◆ WHAT NEEDS TO BE DONE: Show every line in the records below that contains the word "blonde".

◆ STORED RECORDS:
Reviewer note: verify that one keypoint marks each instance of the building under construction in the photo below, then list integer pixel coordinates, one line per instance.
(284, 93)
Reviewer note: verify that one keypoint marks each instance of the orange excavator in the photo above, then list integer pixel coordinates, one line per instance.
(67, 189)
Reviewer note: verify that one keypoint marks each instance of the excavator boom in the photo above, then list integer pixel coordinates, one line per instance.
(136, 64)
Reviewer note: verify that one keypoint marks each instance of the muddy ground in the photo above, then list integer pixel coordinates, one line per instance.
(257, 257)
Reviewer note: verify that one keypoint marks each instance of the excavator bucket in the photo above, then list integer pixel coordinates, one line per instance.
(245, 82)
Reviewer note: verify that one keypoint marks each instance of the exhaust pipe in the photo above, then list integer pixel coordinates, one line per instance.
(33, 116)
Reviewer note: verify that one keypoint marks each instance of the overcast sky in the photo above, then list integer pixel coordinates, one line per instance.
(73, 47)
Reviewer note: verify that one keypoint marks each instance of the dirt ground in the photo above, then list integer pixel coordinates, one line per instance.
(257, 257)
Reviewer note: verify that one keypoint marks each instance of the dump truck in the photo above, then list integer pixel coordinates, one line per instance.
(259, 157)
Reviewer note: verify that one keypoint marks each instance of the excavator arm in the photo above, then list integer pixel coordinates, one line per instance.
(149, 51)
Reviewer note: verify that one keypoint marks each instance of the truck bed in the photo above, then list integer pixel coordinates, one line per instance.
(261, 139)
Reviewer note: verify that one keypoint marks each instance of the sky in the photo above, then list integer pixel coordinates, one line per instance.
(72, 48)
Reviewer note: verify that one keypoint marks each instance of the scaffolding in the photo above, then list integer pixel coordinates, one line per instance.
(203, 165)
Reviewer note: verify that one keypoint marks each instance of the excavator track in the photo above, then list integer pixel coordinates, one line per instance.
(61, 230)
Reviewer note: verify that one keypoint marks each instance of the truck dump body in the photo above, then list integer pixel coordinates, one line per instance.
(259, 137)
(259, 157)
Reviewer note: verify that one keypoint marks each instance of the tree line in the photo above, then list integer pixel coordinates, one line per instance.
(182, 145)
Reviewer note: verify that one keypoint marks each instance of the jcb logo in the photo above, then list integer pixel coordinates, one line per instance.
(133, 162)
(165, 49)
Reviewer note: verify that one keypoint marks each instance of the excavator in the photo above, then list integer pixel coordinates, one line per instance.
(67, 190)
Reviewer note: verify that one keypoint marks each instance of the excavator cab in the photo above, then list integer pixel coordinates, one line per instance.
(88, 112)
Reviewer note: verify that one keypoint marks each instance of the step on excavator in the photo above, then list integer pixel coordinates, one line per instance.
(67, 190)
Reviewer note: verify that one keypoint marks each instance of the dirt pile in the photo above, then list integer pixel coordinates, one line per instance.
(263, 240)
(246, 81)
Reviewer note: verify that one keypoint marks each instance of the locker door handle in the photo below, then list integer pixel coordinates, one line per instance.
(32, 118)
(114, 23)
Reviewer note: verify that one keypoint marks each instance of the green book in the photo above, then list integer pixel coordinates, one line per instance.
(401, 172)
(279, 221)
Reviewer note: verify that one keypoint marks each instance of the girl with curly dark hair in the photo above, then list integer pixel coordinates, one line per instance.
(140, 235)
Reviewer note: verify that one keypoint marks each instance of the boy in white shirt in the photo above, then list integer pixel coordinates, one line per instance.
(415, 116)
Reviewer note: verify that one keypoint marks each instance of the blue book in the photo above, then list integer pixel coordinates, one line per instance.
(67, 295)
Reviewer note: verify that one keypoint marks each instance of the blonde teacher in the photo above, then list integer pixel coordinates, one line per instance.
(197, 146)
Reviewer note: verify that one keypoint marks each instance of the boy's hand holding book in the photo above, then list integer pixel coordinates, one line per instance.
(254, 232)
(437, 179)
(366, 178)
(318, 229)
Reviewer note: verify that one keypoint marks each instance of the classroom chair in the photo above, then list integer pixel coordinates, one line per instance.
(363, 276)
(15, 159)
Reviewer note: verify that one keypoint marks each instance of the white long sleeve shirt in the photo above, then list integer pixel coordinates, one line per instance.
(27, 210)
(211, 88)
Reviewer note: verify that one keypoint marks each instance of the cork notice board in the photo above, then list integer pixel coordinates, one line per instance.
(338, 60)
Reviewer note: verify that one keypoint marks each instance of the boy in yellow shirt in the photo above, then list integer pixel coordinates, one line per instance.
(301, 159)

--

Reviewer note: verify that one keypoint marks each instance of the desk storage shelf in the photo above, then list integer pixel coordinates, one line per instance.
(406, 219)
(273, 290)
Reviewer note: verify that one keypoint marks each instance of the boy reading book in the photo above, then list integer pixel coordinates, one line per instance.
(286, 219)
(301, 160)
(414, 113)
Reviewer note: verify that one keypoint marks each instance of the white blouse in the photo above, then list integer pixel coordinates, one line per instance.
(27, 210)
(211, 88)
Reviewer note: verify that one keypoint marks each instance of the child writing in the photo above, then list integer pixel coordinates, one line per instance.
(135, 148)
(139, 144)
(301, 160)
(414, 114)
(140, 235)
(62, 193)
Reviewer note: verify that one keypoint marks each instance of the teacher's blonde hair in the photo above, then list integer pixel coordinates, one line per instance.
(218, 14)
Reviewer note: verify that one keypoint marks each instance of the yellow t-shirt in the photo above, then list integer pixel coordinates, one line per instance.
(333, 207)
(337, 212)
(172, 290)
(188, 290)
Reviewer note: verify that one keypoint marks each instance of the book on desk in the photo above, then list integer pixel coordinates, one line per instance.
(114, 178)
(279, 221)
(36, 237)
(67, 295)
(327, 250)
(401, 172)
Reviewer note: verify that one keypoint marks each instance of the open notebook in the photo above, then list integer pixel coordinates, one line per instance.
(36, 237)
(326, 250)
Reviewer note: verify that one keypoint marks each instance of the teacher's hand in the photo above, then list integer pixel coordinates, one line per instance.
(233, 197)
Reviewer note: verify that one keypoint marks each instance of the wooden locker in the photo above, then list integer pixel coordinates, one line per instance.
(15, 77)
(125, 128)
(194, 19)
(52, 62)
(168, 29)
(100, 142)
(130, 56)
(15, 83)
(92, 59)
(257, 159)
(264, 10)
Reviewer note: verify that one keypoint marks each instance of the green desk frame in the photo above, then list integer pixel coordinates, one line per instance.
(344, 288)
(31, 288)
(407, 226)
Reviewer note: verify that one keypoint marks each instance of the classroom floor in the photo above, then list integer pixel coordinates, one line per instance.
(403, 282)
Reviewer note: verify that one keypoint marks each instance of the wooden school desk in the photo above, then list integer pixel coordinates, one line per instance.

--

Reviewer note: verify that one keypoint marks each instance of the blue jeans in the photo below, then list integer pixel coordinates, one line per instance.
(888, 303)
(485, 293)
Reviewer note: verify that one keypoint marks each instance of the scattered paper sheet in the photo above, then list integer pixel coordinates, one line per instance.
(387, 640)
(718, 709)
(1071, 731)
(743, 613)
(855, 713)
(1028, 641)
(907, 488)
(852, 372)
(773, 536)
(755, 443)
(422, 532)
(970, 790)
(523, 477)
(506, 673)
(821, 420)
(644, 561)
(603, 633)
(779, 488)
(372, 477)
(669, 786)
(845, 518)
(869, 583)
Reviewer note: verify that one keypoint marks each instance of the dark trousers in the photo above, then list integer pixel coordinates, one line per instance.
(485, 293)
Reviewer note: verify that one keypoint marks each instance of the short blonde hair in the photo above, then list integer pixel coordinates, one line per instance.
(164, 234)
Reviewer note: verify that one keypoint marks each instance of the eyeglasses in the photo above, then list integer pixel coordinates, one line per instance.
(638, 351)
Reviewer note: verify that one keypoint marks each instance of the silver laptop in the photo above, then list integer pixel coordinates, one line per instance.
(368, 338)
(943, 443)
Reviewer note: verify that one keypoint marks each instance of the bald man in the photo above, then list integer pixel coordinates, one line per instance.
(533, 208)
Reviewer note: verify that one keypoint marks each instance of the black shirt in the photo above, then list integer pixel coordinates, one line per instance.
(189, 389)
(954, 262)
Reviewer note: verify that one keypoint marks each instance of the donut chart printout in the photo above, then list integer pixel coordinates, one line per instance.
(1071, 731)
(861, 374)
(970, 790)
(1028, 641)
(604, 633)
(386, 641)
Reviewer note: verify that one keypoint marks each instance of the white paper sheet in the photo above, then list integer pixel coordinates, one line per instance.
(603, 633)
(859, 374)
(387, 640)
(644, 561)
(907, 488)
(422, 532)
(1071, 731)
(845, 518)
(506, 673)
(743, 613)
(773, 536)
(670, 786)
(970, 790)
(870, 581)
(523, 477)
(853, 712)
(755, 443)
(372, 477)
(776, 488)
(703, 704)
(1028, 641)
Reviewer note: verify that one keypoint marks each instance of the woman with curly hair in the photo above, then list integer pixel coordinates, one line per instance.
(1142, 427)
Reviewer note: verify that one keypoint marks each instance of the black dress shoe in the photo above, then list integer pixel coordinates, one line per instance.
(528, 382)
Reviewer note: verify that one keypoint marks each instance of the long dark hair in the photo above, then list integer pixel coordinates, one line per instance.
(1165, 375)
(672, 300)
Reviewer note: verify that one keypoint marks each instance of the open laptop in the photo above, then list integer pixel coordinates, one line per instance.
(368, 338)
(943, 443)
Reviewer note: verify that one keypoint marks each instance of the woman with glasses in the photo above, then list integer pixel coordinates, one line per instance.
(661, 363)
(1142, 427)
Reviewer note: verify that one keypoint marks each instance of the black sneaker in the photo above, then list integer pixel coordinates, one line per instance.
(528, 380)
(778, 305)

◆ FINAL RESULT:
Reviewer note: verify that one keypoint marks each instance of the blonde teacher in the photo above, then list integer pixel coordinates, one line per instance.
Reviewer note: verify that one keypoint marks each instance of the teacher's blonde hair in the photo above, then list integer pixel coordinates, one line per instance.
Reviewer note: verify that one keypoint marks each instance of the short blonde hair in the photo above, then list integer pixel coordinates, one line per instance.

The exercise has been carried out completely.